* Begin EXCERPT TO READ *

General Władysław Sikorski, the leader of the Polish government-in-exile in the Second World War, tragically lost his life, alongside his daughter and numerous individuals, on 4 July 1943, when the aircraft they were aboard encountered enigmatic circumstances and crashed shortly after departing from Gibraltar.
He was a crucial partner to Britain’s Prime Minister Winston Churchill and contributed troops to numerous pivotal engagements. Notably, during the Battle of Britain, the Polish air force was vital in safeguarding the UK against German aerial assaults.
Władysław Sikorski was born on the 20th of May 1881. In 1898 he began to attend the Teachers’ College in Rzeszów. In 1902, he passed his final exam and enrolled on the Faculty of Civil Engineering at the Lviv Technical University.

Two years later, he interrupted his studies and was enrolled in the Austrian Army for a one-year military service. As a second lieutenant, he gave clandestine lectures on regular army tactics for the activists of the Polish Socialist Party.
In the late 1910s, he co-founded the illegal Union for Armed Struggle and its overt structure – the Rifle Association. After the outburst of the Balkan War and the establishment of the Provisional Commission of Confederated Independence Parties, Sikorski became the Head of its Military Department.
In 1914, in the face of the imminent great war, he was called up into the Austrian army. He joined the rifle units in Miechów. After the collapse of the idea of the anti-Russian uprising in the Congress Kingdom, he became involved in the creation of the Supreme National Committee, in which he took the office of the Head of its Military Department.
He promoted the idea of the expansion of the Legions, in opposition to Józef Piłsudski, who was reluctant to see Polish regiments under Austrian command. After the dissolution of the Legions, Sikorski continued recruitment to the Polish Armed Forces.
Shortly after the “oath crisis” of 1917, the 2nd Brigade of the Legions fought its way to the Russian side of the front in Rarańcza, but Sikorski was arrested. He was sent to the Huszt detention camp, where he was put under trial.
Thanks to the intervention of the Polish MPs in Vienna he was released from internment. In the autumn of 1918, he was staying in where he organised the relief of the city which was under Ukrainian siege at that time.

* End EXCERPT TO READ *
* Begin MATERIAL PROVIDED *

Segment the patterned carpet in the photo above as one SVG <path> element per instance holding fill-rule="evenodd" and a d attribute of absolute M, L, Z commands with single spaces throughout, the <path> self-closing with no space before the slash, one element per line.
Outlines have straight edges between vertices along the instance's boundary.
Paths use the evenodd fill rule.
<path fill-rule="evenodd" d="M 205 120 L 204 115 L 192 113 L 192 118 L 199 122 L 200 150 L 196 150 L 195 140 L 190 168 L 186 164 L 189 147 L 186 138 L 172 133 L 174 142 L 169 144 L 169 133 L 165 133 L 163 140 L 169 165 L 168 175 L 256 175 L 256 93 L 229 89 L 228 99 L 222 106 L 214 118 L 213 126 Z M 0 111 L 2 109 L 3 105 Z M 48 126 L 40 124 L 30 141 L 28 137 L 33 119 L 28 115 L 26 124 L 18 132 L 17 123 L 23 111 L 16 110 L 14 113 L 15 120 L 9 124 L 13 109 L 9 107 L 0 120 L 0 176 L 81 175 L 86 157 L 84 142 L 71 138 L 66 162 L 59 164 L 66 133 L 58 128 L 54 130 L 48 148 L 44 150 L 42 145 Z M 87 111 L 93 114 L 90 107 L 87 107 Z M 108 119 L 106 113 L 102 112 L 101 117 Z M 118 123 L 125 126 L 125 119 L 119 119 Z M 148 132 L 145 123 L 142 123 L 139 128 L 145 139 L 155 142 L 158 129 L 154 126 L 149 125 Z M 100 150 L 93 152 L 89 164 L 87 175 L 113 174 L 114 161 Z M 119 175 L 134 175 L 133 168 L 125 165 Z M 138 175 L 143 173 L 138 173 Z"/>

* End MATERIAL PROVIDED *

## AIM OF THE EXERCISE:
Please state the date of Sikorski's birth according to the passage on Sikorski. The data is separate material, apart from the passage on Sikorski.

## WRITTEN RESPONSE:
He was born on the 20th of May 1881.